[start Material for the task]

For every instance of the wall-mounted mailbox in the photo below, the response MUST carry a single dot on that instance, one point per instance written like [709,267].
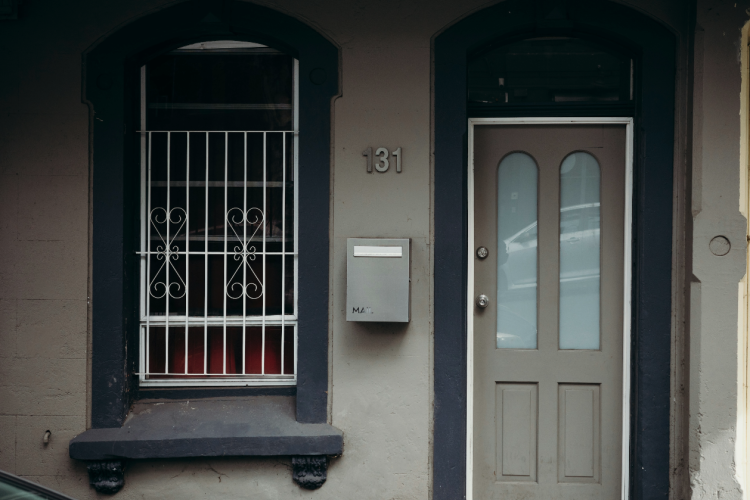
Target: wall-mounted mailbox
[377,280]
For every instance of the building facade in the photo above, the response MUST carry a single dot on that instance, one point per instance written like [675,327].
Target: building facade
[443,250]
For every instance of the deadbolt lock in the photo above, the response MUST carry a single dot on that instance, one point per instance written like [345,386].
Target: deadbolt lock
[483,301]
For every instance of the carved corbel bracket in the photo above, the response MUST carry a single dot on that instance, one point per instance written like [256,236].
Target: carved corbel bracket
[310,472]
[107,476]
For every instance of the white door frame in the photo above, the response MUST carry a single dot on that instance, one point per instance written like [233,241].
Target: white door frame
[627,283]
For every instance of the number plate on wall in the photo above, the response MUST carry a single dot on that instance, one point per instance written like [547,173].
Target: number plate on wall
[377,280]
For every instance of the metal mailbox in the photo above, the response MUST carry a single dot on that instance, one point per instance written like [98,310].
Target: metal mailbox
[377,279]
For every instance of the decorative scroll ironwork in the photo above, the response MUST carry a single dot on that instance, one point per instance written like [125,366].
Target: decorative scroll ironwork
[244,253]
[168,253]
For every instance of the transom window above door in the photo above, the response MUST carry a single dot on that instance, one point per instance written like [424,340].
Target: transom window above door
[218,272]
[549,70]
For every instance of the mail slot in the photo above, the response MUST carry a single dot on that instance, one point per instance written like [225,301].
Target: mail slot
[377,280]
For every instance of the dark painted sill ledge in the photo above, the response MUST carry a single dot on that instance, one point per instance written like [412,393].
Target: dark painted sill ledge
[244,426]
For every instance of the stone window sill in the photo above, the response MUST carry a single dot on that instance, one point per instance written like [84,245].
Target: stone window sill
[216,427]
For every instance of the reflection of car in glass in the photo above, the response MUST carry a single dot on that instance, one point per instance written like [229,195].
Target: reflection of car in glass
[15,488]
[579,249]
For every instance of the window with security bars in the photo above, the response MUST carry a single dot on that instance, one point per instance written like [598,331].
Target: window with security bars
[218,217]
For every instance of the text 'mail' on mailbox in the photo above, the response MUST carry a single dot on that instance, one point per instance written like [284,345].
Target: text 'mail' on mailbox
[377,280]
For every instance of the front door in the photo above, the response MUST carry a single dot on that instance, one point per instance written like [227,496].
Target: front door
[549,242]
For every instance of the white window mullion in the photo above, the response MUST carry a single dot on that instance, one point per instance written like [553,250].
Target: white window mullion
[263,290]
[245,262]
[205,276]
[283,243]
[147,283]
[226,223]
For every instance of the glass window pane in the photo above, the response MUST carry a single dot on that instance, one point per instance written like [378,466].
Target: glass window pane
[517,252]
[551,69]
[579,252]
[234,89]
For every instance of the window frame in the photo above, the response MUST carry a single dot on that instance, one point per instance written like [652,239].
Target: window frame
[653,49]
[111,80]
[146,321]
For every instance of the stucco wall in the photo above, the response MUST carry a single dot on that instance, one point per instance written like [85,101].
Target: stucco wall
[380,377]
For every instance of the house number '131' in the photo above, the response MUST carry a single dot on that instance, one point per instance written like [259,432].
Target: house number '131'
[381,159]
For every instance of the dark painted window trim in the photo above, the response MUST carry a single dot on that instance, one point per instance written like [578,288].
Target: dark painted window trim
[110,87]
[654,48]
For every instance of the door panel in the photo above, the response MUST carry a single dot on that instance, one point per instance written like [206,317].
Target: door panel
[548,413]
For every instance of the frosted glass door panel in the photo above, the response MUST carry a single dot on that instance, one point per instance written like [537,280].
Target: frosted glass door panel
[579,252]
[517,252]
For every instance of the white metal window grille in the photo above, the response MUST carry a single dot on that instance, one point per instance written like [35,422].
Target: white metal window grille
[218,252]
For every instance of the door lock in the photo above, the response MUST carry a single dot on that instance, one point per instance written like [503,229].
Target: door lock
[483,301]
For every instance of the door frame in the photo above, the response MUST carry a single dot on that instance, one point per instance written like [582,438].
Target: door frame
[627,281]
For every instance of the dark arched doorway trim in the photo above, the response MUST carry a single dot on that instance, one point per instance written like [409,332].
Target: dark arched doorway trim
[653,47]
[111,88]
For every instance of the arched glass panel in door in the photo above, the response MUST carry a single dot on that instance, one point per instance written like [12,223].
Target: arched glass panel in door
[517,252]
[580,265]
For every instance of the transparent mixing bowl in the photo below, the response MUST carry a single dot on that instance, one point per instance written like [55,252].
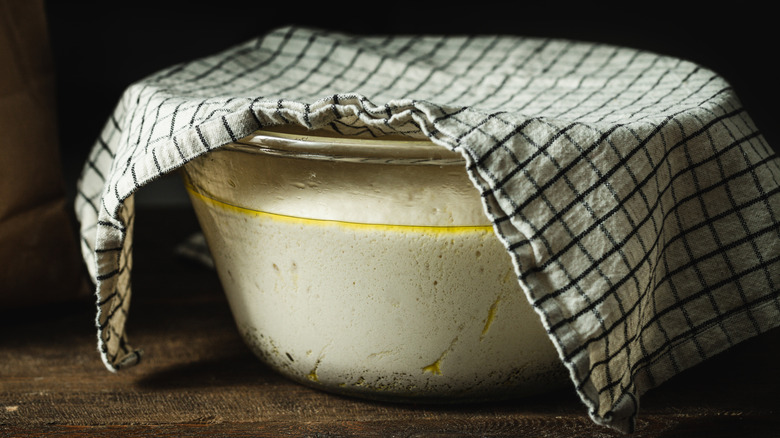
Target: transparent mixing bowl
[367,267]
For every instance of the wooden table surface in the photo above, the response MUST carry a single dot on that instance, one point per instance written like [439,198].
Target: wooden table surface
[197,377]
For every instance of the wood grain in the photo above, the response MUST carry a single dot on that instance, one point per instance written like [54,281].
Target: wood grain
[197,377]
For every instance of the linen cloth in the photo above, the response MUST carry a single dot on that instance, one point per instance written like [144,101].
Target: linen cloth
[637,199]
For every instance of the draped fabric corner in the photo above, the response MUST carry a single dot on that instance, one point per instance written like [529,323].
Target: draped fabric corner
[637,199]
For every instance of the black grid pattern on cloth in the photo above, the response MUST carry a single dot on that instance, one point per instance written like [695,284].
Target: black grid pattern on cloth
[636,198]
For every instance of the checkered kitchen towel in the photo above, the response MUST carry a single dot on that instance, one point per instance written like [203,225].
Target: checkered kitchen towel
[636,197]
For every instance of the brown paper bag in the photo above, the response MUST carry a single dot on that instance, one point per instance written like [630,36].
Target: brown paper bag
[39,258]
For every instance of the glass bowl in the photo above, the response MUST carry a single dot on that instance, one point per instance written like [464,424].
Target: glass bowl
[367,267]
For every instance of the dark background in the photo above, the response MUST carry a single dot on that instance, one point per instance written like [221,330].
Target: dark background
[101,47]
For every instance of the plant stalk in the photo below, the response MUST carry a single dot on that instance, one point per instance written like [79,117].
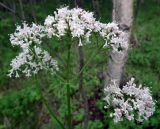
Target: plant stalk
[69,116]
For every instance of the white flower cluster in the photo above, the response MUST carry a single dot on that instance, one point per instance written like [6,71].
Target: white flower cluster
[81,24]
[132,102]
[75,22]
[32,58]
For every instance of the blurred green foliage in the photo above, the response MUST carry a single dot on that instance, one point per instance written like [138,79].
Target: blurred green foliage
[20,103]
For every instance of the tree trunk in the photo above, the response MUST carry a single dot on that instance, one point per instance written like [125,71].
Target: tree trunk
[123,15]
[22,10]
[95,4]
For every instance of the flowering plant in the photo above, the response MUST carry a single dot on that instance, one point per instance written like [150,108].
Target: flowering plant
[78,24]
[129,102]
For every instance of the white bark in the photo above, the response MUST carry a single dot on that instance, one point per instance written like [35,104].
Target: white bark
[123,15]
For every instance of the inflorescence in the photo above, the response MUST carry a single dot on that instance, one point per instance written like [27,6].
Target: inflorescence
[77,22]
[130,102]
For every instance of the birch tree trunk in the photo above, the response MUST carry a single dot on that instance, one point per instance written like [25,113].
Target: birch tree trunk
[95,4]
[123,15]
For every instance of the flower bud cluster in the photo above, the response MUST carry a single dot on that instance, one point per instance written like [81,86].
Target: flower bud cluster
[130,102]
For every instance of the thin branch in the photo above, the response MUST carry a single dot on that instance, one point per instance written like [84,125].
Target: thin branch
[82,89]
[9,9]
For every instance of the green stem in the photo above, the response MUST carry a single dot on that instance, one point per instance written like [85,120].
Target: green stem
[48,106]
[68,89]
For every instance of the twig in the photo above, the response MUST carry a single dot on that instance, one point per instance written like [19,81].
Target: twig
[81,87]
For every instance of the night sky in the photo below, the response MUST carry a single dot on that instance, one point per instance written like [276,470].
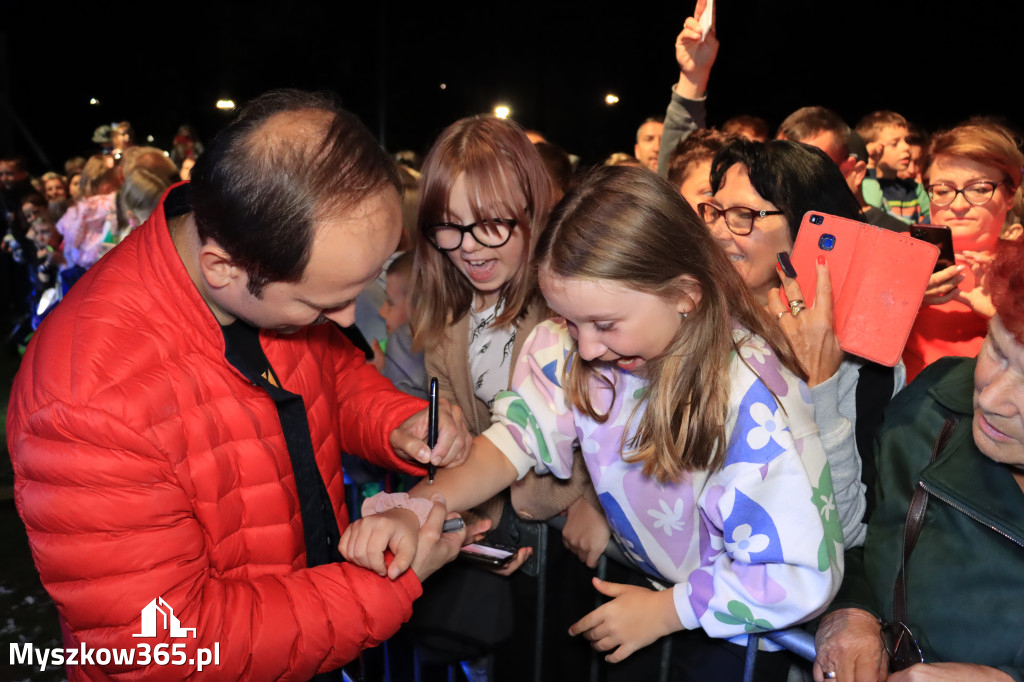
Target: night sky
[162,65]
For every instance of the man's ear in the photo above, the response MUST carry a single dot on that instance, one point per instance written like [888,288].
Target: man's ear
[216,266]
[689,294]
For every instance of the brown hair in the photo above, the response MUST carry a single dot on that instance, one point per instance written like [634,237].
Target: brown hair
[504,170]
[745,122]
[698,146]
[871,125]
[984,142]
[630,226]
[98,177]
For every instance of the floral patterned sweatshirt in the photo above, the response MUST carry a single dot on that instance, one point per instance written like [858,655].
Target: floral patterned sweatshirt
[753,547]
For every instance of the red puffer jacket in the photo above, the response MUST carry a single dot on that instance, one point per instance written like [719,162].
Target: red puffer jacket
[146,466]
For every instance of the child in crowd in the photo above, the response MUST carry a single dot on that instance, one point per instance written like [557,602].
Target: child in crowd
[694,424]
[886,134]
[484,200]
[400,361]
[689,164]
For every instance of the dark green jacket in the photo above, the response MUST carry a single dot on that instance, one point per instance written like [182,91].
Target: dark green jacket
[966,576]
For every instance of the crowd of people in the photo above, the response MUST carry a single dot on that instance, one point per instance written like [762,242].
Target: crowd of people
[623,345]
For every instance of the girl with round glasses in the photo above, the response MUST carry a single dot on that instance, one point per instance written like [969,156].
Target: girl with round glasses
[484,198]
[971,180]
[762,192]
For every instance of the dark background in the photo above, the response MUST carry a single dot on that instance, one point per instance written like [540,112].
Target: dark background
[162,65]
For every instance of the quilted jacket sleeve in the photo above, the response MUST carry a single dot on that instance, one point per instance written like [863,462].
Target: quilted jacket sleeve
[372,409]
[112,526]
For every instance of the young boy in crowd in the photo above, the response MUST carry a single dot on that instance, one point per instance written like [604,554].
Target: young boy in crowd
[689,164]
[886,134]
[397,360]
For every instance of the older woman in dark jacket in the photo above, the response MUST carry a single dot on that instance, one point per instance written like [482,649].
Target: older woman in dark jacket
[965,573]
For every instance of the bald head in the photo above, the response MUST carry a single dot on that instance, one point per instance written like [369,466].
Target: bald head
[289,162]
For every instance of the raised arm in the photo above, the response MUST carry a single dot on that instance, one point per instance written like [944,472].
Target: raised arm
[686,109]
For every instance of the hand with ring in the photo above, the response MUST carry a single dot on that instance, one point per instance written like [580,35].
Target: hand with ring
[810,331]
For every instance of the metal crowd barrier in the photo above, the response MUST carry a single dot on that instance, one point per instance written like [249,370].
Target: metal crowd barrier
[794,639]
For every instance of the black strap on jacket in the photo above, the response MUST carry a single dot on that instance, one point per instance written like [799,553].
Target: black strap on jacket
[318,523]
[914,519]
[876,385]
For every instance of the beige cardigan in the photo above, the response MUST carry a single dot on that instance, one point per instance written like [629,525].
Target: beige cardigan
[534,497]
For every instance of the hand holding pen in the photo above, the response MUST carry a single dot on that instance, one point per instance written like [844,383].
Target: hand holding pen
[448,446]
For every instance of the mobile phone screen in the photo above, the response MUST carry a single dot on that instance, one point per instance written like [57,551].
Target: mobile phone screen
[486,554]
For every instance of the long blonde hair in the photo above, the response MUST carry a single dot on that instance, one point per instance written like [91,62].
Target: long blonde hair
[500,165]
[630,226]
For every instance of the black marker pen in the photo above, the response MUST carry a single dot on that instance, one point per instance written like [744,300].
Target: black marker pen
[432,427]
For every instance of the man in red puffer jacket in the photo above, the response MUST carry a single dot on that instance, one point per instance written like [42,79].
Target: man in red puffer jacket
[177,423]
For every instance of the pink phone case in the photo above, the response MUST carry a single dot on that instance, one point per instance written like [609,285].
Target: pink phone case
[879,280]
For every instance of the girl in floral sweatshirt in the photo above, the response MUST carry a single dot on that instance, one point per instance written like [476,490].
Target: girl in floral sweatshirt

[end Material for the task]

Quote the lines of the listing above that run from the line with "For every instance of the hand holding" through its last line, both included, and nothing else.

■ Final result:
For every instance of the hand holding pen in the photo above, the response MUST carry a single dot on that instance, one point per instance written like [844,383].
Target: hand holding pen
[448,446]
For every instance of the mobile phone screen in the photo above, the response MUST carry a single dot on that instance, one point per instance written like [57,551].
Target: mobile phone screen
[486,554]
For every instance of the long blonde hair in the photo above, the response MUST carry a single dot on that instance, one point per instance written like [91,62].
Target: long blonde hair
[500,165]
[630,226]
For every instance of the black marker pen in the photo above, the response MUST carry a single dot on that instance, one point per instance written like [744,300].
Target: black marker pen
[432,427]
For every instance of the man in red puffer jacket in the photo above, the response MUST carry a single dot on that instance, one point per instance written like [42,79].
Target: man in red puffer jacket
[177,423]
For every instance of the pink phone case in the photo above, the response MUST carry a single dot on that instance, one point per instance written like [609,285].
Target: pink phone case
[879,280]
For every instance of the girl in floral sweatshirt in the photo above, the response MUST carry a single dot on that instance, one point per instance written like [476,490].
Target: girl in floral sweatshirt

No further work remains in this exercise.